# Stored rows
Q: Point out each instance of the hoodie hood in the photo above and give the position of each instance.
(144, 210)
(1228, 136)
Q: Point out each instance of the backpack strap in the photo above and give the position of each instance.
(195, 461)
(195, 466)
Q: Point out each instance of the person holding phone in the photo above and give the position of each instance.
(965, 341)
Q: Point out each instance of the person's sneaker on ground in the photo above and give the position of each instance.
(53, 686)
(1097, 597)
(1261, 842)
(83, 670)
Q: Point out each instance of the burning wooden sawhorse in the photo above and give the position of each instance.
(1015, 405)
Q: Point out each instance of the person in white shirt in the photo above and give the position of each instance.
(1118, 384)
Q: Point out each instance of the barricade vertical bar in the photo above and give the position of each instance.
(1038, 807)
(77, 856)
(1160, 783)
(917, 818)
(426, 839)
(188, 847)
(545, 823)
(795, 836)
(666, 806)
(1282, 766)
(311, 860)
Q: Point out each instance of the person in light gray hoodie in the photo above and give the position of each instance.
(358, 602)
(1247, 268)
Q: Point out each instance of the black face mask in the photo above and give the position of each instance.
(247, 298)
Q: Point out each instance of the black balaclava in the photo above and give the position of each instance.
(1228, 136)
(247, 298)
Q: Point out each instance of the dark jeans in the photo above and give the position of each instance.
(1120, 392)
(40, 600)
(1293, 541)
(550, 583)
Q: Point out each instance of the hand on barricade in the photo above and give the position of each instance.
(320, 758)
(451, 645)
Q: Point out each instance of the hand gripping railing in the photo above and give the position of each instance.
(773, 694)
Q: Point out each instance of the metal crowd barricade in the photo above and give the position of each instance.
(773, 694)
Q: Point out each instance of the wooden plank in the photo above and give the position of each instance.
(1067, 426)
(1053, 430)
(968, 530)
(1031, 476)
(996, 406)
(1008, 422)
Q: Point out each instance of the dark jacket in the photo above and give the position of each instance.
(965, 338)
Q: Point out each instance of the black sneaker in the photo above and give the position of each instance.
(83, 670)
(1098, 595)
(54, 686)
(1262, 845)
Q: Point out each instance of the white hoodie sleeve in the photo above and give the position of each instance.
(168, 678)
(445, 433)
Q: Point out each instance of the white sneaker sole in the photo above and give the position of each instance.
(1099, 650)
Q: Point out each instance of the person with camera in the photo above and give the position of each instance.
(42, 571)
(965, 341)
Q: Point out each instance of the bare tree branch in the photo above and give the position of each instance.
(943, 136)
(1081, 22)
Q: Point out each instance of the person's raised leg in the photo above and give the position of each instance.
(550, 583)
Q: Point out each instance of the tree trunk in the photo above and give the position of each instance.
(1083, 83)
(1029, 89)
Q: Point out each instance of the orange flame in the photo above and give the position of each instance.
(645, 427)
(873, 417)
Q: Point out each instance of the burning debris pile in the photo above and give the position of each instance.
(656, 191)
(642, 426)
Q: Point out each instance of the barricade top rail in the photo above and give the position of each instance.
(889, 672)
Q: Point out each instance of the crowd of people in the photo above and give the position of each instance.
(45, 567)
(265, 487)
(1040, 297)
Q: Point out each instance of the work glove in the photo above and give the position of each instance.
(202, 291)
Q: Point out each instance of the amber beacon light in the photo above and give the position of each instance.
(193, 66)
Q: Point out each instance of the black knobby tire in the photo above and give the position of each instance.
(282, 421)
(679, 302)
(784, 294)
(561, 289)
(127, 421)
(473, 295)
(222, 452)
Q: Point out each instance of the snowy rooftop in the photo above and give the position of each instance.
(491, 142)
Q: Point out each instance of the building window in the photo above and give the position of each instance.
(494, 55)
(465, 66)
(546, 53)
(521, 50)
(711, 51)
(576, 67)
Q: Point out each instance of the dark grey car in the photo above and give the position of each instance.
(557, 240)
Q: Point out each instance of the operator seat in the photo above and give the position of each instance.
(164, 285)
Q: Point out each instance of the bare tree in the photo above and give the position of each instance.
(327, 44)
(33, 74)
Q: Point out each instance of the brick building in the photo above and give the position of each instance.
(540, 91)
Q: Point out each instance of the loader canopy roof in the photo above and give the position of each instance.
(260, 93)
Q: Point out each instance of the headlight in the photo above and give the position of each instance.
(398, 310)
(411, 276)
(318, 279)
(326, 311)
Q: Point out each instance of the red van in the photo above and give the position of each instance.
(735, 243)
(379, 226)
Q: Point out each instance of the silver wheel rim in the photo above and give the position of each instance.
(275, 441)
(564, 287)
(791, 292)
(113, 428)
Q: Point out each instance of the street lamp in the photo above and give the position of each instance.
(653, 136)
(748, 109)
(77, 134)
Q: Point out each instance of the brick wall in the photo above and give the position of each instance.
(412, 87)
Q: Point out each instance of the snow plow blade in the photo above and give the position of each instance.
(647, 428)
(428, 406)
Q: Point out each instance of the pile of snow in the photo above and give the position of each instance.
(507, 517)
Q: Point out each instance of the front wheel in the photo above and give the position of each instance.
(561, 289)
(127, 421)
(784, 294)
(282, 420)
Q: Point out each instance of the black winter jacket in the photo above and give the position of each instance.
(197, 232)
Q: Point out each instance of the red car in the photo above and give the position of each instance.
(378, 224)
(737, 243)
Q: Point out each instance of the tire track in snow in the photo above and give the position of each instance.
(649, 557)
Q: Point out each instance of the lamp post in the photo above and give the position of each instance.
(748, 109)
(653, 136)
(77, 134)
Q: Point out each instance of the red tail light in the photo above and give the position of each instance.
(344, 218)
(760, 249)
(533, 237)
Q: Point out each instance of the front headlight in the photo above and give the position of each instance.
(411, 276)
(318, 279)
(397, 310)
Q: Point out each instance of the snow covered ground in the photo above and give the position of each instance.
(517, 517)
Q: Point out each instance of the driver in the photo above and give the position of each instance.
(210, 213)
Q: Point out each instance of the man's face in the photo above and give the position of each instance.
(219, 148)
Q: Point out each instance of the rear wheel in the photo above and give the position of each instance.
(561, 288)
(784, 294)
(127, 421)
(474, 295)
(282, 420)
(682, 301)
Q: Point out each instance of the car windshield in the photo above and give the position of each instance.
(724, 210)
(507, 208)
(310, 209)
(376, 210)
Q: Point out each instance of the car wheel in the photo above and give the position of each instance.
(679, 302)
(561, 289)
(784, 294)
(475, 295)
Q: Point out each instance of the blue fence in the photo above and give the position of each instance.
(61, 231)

# Exercise description
Reproduce every entry above, switching "Point out" to "Locate" wherever it occurs and leaving everything else unchanged.

# Written solution
Q: Locate each instance of the hoodie hood in the photo above and give the position of each instance.
(144, 210)
(1228, 136)
Q: Locate each instance of the backpack strap in the photo above and give the position of each instance.
(195, 461)
(195, 466)
Q: Locate each instance of the person holding phone in the photo above and give the position of each instance.
(965, 341)
Q: Locate each instance of the person's sneaker on ground in the photo above and give the position of each instance.
(53, 686)
(1097, 597)
(1261, 842)
(83, 670)
Q: Locate each instance of the burning wooden sawhorse in the photo above and give the position of each instance.
(1015, 405)
Q: Locate each instance of the person in white shirt in the photo above and give the position of each instance.
(1118, 384)
Q: Locate each instance of the barricade vertical bar in the photo above and give the position of each instance.
(1038, 807)
(77, 856)
(1160, 783)
(917, 818)
(426, 839)
(188, 847)
(545, 823)
(795, 836)
(666, 806)
(1282, 766)
(311, 860)
Q: Locate each instance of the person in light gray hoodie in the photo above and give the position of each instance.
(358, 602)
(1247, 268)
Q: Locate each instance of the black face mask in the photo above and give the position of each instance.
(247, 298)
Q: Locate each instance of the black balaclava in the photo above and give the position of each instance.
(1228, 136)
(247, 298)
Q: Locate each instance of the dark jeans in the photo above and give the position of each instance.
(1120, 392)
(40, 600)
(1293, 541)
(550, 583)
Q: Locate each instance of the hand on barricade in the photo above and give the position of each instance.
(320, 758)
(451, 645)
Q: Locate each instance of the hand gripping railing in the photo above and give the position of each instance.
(773, 694)
Q: Locate each instance of the metal crowd barricade in the photo above and give the position of each instance.
(773, 694)
Q: Locate each instance of the wooden plank in the photo above and give the position of each instance.
(1067, 426)
(1053, 430)
(968, 530)
(1031, 476)
(996, 406)
(1008, 422)
Q: Locate each instance of the dark jacket in the photo above and give the position of each instance.
(965, 338)
Q: Locate each instance of the black sneaker in the photo above and give the position of each instance.
(83, 670)
(1098, 595)
(54, 686)
(1262, 845)
Q: Locate each instance of the white hoodie sleeve in the photo above and give the position of each instance.
(168, 678)
(445, 433)
Q: Locate each instance of the white sneaker sole in the photo above and give the position of each instance.
(1099, 650)
Q: Locate each instance of the person with camera in the photo above and give the position of each instance.
(42, 571)
(965, 341)
Q: Locate each instance of the bare tree branch in the photo above and give the position of each instance.
(943, 136)
(1081, 22)
Q: Locate each instance of the person's raised leg in the photo above and give the position of each instance.
(550, 583)
Q: Locate each instance of the tree trunk in the photo above and give the position of each instance.
(1083, 83)
(1029, 89)
Q: Locate each instance of the orange flame in the photo above and give the position of each instance.
(645, 427)
(873, 417)
Q: Locate each instance of the burning debris pile in the photo above and give the position of each instance.
(656, 191)
(642, 426)
Q: Locate each instance of the barricade top rail in the photo above and give the position of each instance.
(889, 672)
Q: Locate each instance of the crowd of people in the photo above and give the position of each instance.
(45, 567)
(265, 487)
(1040, 297)
Q: Locate each instance of the work glove in the photo above and give the position of each instance.
(202, 291)
Q: Locate each instance of the amber beacon light in the photo above and give the position of each instance.
(193, 66)
Q: Locate each instance of the black knobby tire in the photo above and give the position of each instance.
(282, 421)
(679, 302)
(784, 294)
(561, 289)
(127, 421)
(473, 295)
(222, 452)
Q: Locate each instance of the snowy rooftop in the photo above and give the position of each instance.
(491, 142)
Q: Locate each instance of the building window in the photo above and give the position of each instance.
(494, 55)
(465, 66)
(546, 53)
(521, 50)
(711, 51)
(576, 67)
Q: Locate each instance of the dark grey car in the photo above and give the position of each instance.
(557, 240)
Q: Locate each instance of the operator seat in the photo above and give the position of each instance.
(164, 285)
Q: Locate each instance of the bare tree in the photo above and give the position of each instance.
(327, 44)
(33, 74)
Q: Locate each instance of the brick building in the photo above and give the position of each instance.
(540, 91)
Q: Locate each instance of the loader canopy roof in the photo above and give the position of each instance.
(260, 93)
Q: Locate each instance of the headlight in the photo above and give the position of each instance.
(398, 310)
(411, 276)
(318, 279)
(326, 311)
Q: Locate each instance of the red van in the photo above and give the position of each instance.
(735, 243)
(379, 226)
Q: Locate each instance of the silver wheel rim in the photo above and give the position of each instance.
(275, 441)
(564, 287)
(791, 292)
(113, 428)
Q: Locate each instance of the street lamp in the photo above and give the position of each instance.
(653, 136)
(748, 109)
(77, 134)
Q: Locate each instance of the brick wall in the photo above and give the position of each instance.
(412, 87)
Q: Locate each instance of the snow plow blade in the photo above and give the position of each instance.
(647, 428)
(428, 406)
Q: Locate each instance of the pile of snow in the photo above and give the position of each instance.
(507, 517)
Q: Locate each instance of the front wheel in the photo above and give the position of each instance.
(561, 289)
(127, 421)
(784, 294)
(282, 420)
Q: Locate each instance of the black winter jacket in the photo above and give the position of each instance.
(197, 232)
Q: Locate each instance of the red car in the photo above and give the position of each instance.
(378, 224)
(737, 243)
Q: Locate each instance of the tire track in snow in the photo above and give the position of each instance.
(649, 557)
Q: Locate each instance of the lamp post in the photo above and give the position of each instance.
(748, 109)
(653, 136)
(77, 134)
Q: Locate each instance of the red tail light in the photo above and give the position of each instance.
(344, 218)
(760, 249)
(533, 237)
Q: Locate each instance of the front headlight in the photo above and give the position of each instance.
(411, 276)
(318, 279)
(397, 310)
Q: Locate each instance of the snow covered ground in the photo above and give the position of each instance.
(517, 517)
Q: Locate each instance of the driver in the photo above and give the position of each instance.
(210, 213)
Q: Locate each instance of the man's face in the photo above and give the position of each instance.
(219, 148)
Q: Locate each instance of the rear wheel in the photo above and give the position of each instance.
(561, 288)
(784, 294)
(127, 421)
(474, 295)
(282, 420)
(682, 301)
Q: Locate each instance of the car windshield in the photo above and give the position of each instance.
(724, 210)
(507, 208)
(310, 209)
(376, 210)
Q: Locate each instance of the car wheel in the photo above and give the position of each instance.
(679, 302)
(561, 289)
(784, 294)
(475, 295)
Q: Locate each instance of the blue fence in the photo above and give the position of each instance.
(61, 231)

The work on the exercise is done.